- **What to do**
Please set down each entry exactly, omitting any picture it holds.

Saved data entries:
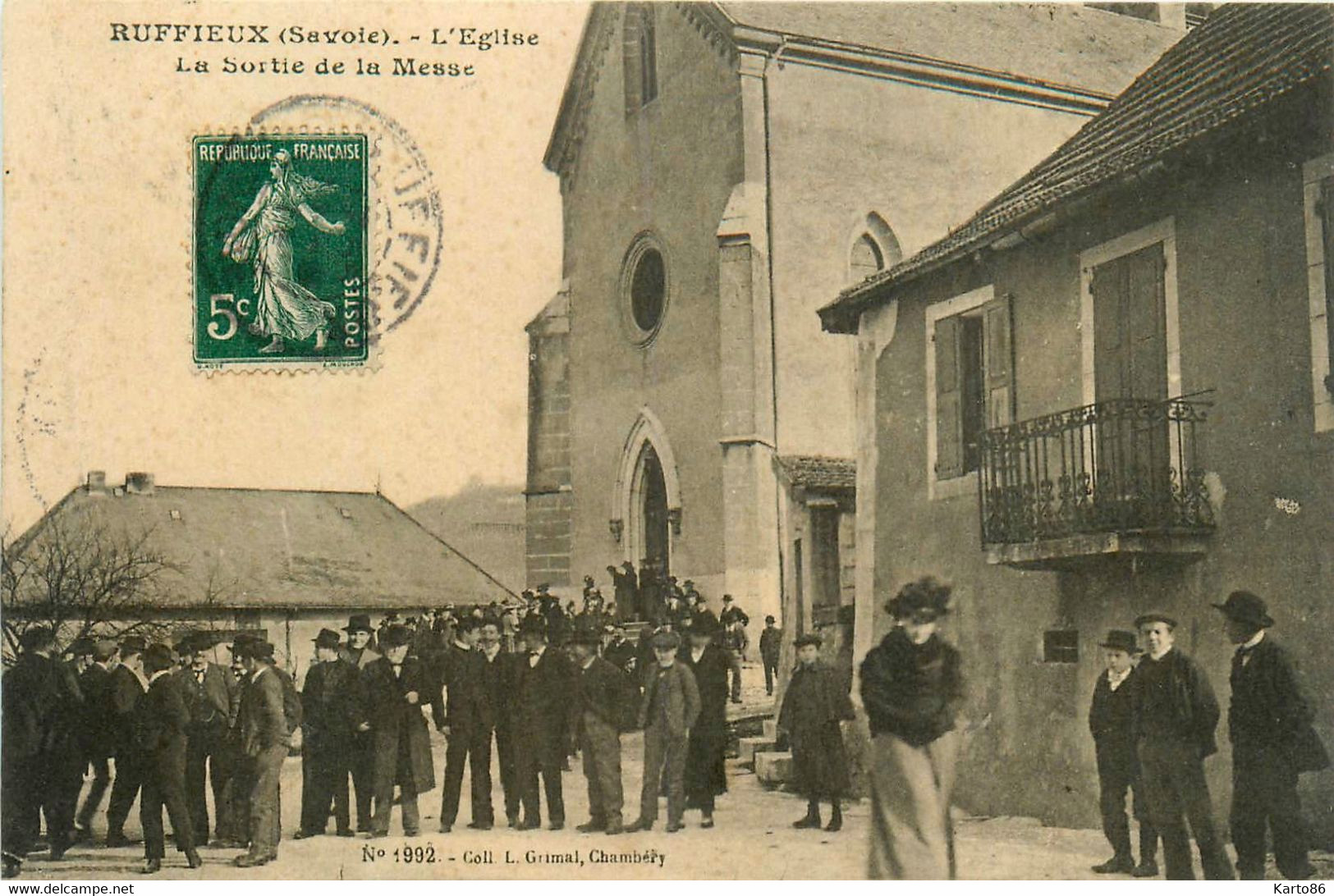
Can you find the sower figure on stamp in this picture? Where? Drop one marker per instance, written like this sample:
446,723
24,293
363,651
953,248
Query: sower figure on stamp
264,740
1269,723
913,688
1118,767
667,711
602,693
127,687
283,309
397,688
542,719
163,725
814,706
1174,716
469,721
334,710
98,725
209,695
706,761
360,654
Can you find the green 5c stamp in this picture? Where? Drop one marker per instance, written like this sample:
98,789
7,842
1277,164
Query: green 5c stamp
281,251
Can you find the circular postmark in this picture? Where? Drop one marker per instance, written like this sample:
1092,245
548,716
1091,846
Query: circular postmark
407,231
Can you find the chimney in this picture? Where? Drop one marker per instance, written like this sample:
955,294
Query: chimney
139,483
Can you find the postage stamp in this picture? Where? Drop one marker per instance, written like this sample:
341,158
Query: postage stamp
281,249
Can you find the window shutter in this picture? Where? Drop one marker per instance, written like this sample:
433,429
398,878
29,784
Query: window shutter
998,360
949,420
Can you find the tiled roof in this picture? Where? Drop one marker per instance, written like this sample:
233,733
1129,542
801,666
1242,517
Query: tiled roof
252,548
1240,59
819,473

- **Result of the task**
Can you find the sower figure on stamp in this picture? Where? Drop one marker per instance, written like this sample:
446,723
24,293
363,651
953,248
Query: sower figure on stamp
264,740
1269,723
913,688
1118,767
667,711
602,693
127,687
283,309
397,688
542,719
163,725
814,706
1174,716
469,721
334,710
98,725
209,695
706,761
360,654
Can you find the green 5c stamp in this picture? Where? Drop one marker per instance, written like this sample:
98,789
7,842
1277,164
Query: green 5c stamp
281,251
Can you find the circular postmark in this picture? Where? Drop one marker per instance, written like this sample:
1092,245
548,716
1091,846
Query: circular postmark
407,231
Can you find the chimney in this picture? Where? Drop one marker per instance, written like this sample:
955,294
Query: chimney
139,483
Can you find the postage stamp in this picture? Where? Drop one marker per instance, written like this sample:
341,158
Query: postage stamp
281,249
Can you find the window shutter in this picture? Where? Drop one marker per instance, written like this sample:
433,429
398,878
29,784
Query: window shutter
998,360
949,420
Can you find the tiled roof in this picture? Where? Drop one marker per instance, written like this sample:
233,733
1129,542
801,666
1242,517
Query: tiled roof
252,548
1240,59
819,473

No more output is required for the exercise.